### EXCERPT TO READ
One of the things I eventually realised was that, as CEO, I have 150% of a workload for a 100% brain — meaning the workload structured me, for better or worse. I roll out of bed, and five minutes later my overnight inbox is imposing its will on me. That is my impetus. That is my spur to action. That is often not true of staff who have more of an internal focus. You must constantly set priorities for them in a way less necessary in a physical office where the “funnel” takes hold.
I remember that the fear of a virtual office 11 years ago was that employees would work less. That never happened. In fact, they worked more hours. Yet what did happen was a lot of distractions at home, as well as focus and prioritisation issues.
Hiring practices will change
Over time, your virtual office will impact your hiring practices:
- You will find new genres of employees: You open up employment possibilities to new genres of people by offering work-from-home options. Suddenly, a brilliant mom with kids at home or a talented person with a disability is a possible team member.
- You need people who enjoy working from home: You will find the “people person” extroverts will exit your employment over time. People who “put up with it but don’t prefer it” won’t last long.

### EXCERPTED RECORDS
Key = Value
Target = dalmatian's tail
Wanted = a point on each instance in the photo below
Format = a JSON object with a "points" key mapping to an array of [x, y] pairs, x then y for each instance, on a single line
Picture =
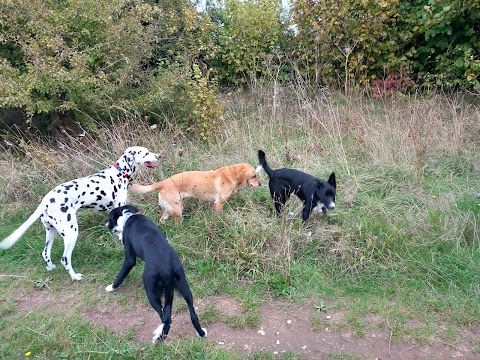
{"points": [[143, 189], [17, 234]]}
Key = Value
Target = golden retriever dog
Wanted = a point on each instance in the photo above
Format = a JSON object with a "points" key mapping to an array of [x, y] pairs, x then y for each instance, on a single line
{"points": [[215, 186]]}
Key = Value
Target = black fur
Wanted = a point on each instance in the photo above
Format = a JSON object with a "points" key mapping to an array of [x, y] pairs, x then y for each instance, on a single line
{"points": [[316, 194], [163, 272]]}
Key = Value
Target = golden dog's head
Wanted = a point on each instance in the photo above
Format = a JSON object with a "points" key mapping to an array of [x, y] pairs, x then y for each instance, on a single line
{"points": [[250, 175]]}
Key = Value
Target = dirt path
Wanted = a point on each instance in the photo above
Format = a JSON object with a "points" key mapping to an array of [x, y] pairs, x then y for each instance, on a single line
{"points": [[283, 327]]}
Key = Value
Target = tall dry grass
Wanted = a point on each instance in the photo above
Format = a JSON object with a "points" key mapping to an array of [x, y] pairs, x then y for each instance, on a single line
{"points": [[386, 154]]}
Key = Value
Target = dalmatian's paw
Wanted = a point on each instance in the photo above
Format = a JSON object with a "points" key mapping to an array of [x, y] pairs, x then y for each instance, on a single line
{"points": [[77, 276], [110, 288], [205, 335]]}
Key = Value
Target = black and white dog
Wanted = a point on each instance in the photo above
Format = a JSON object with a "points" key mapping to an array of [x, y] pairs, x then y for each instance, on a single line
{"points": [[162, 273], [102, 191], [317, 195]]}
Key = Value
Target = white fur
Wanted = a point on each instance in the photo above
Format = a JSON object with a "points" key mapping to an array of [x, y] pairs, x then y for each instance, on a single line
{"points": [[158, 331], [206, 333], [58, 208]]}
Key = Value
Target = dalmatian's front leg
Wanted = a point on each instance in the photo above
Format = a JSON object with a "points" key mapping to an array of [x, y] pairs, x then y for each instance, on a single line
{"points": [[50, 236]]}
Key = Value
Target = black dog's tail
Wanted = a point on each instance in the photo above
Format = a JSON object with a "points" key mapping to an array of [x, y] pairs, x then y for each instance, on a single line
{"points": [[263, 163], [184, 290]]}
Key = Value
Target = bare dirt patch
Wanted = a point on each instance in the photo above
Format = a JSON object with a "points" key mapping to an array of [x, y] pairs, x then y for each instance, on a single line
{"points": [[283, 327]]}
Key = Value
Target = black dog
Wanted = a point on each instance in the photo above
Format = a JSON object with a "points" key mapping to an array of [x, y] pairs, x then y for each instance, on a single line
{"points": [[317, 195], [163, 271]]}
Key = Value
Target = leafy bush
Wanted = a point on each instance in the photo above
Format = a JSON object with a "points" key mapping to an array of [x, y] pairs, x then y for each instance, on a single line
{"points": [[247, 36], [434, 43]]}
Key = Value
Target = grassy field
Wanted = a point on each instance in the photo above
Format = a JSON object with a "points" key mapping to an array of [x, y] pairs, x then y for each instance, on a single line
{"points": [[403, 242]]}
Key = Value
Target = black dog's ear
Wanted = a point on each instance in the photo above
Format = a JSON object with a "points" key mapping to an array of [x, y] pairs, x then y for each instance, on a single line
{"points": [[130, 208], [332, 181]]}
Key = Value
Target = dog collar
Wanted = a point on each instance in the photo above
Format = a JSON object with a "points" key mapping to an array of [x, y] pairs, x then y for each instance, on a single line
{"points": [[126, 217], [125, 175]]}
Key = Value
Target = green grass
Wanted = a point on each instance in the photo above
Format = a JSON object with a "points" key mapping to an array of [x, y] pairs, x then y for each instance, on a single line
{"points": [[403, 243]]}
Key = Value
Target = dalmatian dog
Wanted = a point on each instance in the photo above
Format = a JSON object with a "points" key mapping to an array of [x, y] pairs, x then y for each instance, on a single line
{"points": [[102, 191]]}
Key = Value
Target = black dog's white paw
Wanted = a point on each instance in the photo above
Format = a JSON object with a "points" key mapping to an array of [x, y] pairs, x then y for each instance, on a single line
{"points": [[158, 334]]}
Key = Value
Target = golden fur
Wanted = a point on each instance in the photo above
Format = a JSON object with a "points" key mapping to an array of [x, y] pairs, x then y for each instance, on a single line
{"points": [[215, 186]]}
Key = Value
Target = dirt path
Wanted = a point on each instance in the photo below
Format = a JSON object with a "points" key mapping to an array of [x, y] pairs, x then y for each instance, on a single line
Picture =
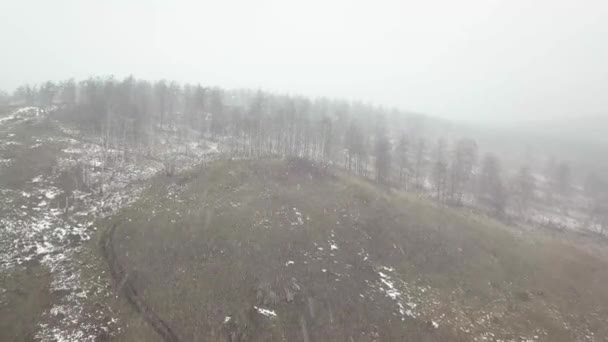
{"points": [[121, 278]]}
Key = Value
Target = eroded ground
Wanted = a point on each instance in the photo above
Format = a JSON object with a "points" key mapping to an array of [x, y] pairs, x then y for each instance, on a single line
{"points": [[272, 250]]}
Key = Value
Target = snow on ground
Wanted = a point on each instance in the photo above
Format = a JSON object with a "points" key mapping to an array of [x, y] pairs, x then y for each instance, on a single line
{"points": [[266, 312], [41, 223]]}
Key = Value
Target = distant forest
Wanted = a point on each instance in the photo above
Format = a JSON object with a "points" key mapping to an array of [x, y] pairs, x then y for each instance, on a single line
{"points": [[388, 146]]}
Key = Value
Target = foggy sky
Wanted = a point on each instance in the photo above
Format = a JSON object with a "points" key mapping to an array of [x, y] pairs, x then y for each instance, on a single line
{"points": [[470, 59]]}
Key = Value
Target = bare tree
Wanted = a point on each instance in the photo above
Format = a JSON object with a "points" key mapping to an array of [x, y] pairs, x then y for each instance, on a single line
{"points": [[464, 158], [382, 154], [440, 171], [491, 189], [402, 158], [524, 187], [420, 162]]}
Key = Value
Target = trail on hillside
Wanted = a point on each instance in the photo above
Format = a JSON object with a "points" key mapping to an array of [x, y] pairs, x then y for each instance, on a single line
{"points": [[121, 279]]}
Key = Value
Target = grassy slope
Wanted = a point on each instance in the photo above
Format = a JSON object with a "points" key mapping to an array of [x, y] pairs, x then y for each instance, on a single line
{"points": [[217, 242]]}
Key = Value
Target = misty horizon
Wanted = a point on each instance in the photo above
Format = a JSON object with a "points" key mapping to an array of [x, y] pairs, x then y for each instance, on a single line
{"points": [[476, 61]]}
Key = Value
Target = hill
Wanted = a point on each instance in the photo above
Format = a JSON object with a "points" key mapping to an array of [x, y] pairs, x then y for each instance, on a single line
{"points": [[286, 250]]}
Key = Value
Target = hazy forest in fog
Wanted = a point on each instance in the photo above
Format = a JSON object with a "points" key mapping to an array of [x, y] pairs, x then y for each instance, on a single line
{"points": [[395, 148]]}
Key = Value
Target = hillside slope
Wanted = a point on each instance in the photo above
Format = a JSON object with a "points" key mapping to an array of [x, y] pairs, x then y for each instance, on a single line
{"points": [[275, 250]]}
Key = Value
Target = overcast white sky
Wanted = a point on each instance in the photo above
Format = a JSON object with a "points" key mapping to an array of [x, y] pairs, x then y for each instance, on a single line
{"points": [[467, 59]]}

---

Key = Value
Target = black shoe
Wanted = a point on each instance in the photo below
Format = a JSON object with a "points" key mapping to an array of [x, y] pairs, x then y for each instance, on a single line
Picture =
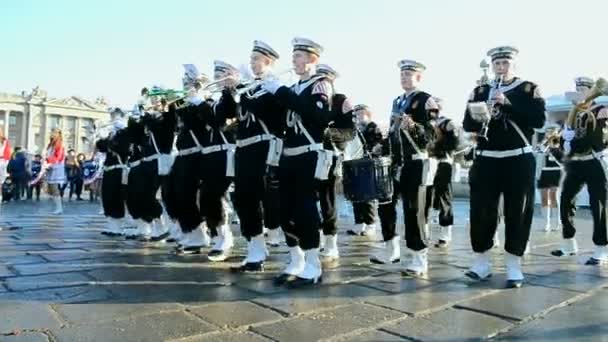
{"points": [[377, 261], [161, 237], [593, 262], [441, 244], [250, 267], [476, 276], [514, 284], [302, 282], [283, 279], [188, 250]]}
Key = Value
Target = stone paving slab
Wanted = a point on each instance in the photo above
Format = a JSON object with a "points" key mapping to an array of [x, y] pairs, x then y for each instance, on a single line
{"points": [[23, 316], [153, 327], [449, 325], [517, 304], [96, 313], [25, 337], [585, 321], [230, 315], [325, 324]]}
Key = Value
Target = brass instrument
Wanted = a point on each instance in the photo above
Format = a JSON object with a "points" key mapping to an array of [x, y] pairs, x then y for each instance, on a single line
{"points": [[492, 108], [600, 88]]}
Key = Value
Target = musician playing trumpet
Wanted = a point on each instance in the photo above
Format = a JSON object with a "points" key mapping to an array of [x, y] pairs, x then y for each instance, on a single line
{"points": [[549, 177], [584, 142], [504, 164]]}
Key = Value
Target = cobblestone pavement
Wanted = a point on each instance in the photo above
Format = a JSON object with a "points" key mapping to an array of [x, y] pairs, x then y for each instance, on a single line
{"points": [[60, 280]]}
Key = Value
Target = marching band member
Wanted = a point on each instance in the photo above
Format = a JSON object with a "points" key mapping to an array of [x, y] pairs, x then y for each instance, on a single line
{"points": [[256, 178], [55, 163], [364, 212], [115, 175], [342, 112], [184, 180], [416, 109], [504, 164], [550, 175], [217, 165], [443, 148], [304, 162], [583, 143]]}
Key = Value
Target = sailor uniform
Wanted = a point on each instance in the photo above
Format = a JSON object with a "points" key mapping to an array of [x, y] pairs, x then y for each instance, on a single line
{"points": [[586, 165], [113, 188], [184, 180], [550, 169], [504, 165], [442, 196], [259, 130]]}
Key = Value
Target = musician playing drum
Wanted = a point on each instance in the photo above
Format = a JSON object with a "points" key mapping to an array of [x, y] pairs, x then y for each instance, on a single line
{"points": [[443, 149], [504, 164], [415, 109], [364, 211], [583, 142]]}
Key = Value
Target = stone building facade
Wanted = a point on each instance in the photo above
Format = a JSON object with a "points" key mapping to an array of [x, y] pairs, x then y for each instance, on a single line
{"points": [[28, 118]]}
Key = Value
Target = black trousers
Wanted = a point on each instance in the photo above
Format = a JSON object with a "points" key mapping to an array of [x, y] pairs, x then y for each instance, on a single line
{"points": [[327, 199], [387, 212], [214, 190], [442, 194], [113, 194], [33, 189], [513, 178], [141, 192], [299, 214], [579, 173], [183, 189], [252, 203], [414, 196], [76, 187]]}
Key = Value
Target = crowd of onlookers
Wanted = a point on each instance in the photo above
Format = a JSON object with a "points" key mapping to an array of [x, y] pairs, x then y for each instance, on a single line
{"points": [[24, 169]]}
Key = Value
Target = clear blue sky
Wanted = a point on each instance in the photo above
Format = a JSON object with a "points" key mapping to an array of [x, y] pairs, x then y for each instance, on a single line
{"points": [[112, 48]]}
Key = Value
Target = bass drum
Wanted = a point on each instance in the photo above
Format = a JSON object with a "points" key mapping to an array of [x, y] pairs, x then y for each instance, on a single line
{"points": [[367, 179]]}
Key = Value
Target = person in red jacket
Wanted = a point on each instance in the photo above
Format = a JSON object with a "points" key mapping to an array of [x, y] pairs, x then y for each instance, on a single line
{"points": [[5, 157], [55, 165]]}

---

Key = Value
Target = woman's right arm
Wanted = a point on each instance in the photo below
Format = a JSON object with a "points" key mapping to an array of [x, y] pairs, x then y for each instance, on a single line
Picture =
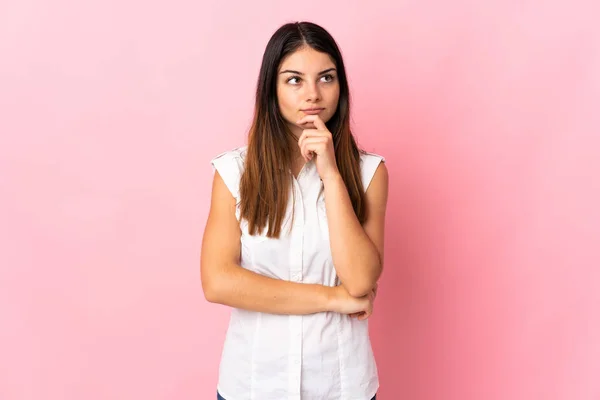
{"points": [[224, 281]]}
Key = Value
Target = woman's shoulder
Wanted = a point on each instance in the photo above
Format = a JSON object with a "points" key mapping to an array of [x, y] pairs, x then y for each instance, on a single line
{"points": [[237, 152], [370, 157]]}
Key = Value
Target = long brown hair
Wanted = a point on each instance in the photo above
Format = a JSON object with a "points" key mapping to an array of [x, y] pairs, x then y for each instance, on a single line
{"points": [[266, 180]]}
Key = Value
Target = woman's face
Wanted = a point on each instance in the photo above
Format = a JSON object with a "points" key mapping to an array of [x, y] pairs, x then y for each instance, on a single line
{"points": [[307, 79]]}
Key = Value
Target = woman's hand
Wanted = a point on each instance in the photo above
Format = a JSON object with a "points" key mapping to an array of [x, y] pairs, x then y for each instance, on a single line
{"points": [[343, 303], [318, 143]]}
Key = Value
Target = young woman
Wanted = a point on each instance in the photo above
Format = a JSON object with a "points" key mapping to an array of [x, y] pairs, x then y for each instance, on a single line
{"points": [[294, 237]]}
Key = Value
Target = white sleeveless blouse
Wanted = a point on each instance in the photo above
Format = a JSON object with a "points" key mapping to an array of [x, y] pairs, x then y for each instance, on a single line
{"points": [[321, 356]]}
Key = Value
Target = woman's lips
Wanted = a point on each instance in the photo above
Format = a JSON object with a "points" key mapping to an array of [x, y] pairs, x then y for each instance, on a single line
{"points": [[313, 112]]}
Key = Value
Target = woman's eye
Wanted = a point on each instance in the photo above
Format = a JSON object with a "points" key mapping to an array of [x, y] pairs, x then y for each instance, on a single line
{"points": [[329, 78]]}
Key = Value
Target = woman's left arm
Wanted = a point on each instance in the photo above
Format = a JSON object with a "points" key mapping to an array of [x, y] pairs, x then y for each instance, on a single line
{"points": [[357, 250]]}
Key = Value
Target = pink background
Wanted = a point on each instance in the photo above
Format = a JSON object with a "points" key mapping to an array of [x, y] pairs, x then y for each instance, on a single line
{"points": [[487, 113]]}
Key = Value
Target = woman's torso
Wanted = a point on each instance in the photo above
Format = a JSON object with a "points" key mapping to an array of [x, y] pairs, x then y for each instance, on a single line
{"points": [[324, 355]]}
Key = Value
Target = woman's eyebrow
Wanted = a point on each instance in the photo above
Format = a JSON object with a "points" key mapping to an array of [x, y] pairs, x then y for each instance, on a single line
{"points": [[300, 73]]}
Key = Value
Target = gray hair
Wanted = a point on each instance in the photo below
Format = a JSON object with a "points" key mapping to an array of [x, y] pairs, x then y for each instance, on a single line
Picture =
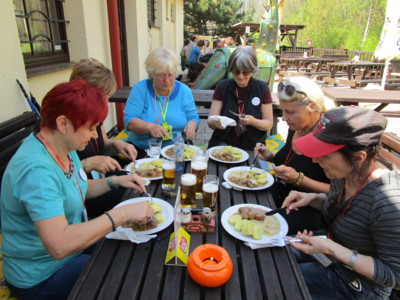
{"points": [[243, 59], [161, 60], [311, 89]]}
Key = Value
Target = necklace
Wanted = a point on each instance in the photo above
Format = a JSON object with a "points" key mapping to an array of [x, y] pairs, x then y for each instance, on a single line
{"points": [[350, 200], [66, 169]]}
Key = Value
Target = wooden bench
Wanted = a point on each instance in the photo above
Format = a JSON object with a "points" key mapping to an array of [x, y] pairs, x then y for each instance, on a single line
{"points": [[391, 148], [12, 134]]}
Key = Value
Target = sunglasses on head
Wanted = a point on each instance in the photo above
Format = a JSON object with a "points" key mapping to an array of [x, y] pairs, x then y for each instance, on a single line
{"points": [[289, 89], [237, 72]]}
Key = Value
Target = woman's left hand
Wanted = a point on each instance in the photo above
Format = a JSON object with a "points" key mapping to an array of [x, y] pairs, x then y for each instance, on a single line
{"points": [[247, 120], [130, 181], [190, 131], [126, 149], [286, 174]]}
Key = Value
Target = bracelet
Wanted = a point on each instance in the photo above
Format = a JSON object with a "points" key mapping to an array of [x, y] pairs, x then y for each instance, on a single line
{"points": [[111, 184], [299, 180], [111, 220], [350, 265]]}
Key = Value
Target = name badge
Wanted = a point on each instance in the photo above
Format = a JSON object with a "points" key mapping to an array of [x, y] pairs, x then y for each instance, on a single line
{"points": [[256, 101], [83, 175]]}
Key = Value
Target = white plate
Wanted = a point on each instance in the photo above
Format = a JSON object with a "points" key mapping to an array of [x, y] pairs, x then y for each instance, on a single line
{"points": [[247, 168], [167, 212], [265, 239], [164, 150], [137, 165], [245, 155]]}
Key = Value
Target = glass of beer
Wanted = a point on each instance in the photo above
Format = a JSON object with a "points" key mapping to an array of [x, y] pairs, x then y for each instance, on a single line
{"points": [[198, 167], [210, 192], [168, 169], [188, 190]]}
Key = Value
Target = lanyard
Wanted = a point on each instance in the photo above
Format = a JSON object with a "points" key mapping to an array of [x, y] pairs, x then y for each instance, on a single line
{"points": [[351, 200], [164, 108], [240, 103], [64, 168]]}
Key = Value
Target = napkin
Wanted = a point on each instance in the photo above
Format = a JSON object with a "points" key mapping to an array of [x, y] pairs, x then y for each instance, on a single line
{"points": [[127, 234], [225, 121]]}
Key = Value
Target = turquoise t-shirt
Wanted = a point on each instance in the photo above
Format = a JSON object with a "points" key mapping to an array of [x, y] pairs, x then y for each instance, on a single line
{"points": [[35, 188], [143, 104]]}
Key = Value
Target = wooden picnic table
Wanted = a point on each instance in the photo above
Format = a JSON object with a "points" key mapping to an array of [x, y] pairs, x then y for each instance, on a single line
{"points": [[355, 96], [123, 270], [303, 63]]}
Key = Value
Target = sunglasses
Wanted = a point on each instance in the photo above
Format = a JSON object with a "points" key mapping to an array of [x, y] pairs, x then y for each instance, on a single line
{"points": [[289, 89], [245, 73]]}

### EXERCISES TO COMPLETE
A. In the excerpt on running a virtual office, what was the fear about a virtual office 11 years ago?
B. Pick up the excerpt on running a virtual office after its final sentence and write the next part.
None of the rows has anything to do with the excerpt on running a virtual office.

### ANSWERS TO THE EXERCISE
A. The fear was that employees would work less.

B.
- You need employees who don’t feel isolated by separation: Geography becomes less of a barrier in hiring. But it’s got to be a person who doesn’t feel isolated from the core team, which inevitably is clustered in a geography (for us, Dallas). You are looking for people who can “imagine” themselves sitting next to you — when, in fact, they may be half a world away. These people don’t grow on trees.
- Location still matters: You still need a sufficient number of core staff that can connect physically on occasion.
Major events or economic downturns always accelerate trends that have been lurking in the background during the good times. Sometimes we need a push to finally make that long-discussed change.
“Work from home” and its sister trend, video meetings, will rise in importance long after the coronavirus has been eradicated from everyday life. They have been around for a long time, but not as a primary way of running companies. By hook or crook, you are about to go through a phase where you see the benefits and deficiencies.
CFOs and HR managers, especially, will be watching carefully this lab experiment that’s been forced on us.
After 11 years of running a virtual office, here is what I have concluded:
- Physical office is less necessary for many: A surprisingly large percentage of work does not require a physical office. Collaborative cloud-based technology aids this trend.
- What requires collaboration: Hone in on collaborative work that requires people in the same office. That will be the purpose of physical offices long-term.
- Flexibility in physical vs. virtual: It’s not whether physical offices or virtual offices are best. Truth is, it’s both. If INMA had all the money in the world, we would have a boardroom-type open space physical office for “collaboration days.”
- Manage operational details harder: There is no such thing as “set it and forget it” in virtual offices. If anything, you have to manage operational details and video follow-ups harder because you don’t have the funnel of a physical office.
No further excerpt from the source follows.